* _Collection entries_:
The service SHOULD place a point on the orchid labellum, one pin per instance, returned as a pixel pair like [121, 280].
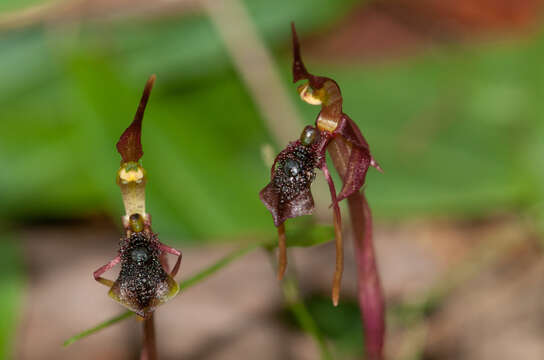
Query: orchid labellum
[288, 194]
[144, 281]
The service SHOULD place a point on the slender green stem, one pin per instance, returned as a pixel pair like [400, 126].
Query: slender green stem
[298, 308]
[149, 343]
[99, 327]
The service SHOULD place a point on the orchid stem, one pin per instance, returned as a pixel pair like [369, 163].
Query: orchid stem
[282, 251]
[149, 345]
[371, 300]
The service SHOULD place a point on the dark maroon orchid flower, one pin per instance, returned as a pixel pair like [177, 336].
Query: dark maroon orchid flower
[144, 282]
[288, 194]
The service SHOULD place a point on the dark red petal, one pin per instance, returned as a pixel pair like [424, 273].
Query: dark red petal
[359, 161]
[303, 204]
[299, 70]
[130, 144]
[360, 158]
[350, 131]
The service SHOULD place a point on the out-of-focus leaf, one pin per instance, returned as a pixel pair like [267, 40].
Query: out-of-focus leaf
[449, 128]
[11, 288]
[305, 233]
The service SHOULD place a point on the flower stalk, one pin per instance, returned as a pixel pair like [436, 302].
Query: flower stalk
[370, 293]
[287, 195]
[145, 280]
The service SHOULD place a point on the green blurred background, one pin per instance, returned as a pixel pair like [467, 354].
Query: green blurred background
[455, 119]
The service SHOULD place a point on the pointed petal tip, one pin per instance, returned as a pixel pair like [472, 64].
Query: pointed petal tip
[129, 145]
[335, 299]
[299, 70]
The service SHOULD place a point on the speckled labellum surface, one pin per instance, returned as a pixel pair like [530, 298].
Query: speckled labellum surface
[144, 281]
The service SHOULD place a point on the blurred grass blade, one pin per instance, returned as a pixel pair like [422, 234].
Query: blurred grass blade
[195, 279]
[99, 327]
[302, 315]
[218, 265]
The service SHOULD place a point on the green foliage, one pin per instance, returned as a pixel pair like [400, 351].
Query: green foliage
[11, 286]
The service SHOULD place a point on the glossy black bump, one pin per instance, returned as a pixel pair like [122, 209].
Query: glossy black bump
[309, 136]
[142, 274]
[295, 172]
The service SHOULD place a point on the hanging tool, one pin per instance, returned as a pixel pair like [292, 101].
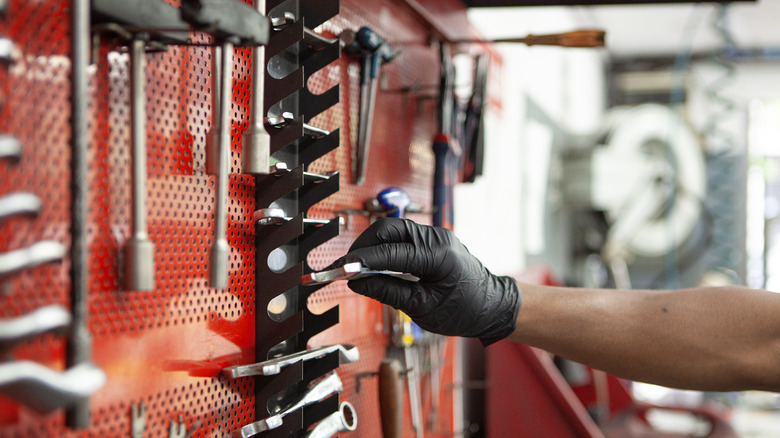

* _PROBLEM TO WORK ON_: Rewrite all the items above, swapping "service" for "system" and keeping everything else unchanged. Leave the pictures out.

* _WRITTEN RESPONSE_:
The system SHOULD place a point on the orchid labellum, one pin per instance, returned as a pixel pair like [121, 280].
Query: orchid labellum
[288, 194]
[144, 281]
The system SHOULD place a point on the slender green stem, one pin per instance, returned as a pixel pair like [400, 126].
Query: slender green stem
[298, 308]
[149, 343]
[99, 327]
The system SHOULD place a point on the orchid stem, one pin per instance, returned as a pixel pair like [369, 163].
Query: orchid stem
[282, 251]
[149, 345]
[371, 300]
The system SHOULD place a point on the dark maroon orchid flower, one pin per instance, returned as a pixel pair like [177, 336].
Query: dark maroon orchid flower
[144, 282]
[288, 194]
The system SHOULD place a point on the dark red petal, one pin per instance, returned as a pixel pair like [424, 273].
Query: dark red petal
[359, 161]
[303, 204]
[299, 70]
[130, 144]
[360, 158]
[350, 131]
The system SHOULD place a point on the out-of-focus leaf, one pin per instance, returned as a pixel pair like [267, 40].
Query: out-of-focus leaf
[449, 128]
[11, 288]
[305, 233]
The system SHOULD place a point on the flower stalk, one pin per instance, returned as a pixel pair like [436, 302].
Query: flower stalk
[370, 293]
[287, 195]
[145, 280]
The system SHOULD place a point on the green blurred background, one pin per instance, returned as a pixel pair like [467, 354].
Query: green blurred background
[455, 119]
The system SHOULD place a point on the pointed petal tip, one pin per instance, returned as a pixel pair like [472, 64].
Query: pointed petal tip
[129, 145]
[335, 299]
[299, 70]
The system SHOULD place a point on the speckled labellum surface, one pin per instance, returned as a pixel pair like [530, 298].
Query: speckled labellum surface
[144, 281]
The system SHOULD place a point on the blurred grass blade, one pin per instance, returned as a pixel pair like [422, 234].
Query: blurred grass blade
[195, 279]
[99, 327]
[302, 315]
[218, 265]
The system SHOULD place a point on the green foliage, one pin per instance, returned as a pixel pair like [400, 351].
Query: green foliage
[11, 286]
The system SHOULD place a point on the glossy black bump, one pin per instance, returned as a pixel pair like [122, 209].
Query: glossy black bump
[309, 136]
[142, 274]
[295, 172]
The system SHOULD place a point on the hanging tool, one pin per instance, returned as a pixel pair like [292, 101].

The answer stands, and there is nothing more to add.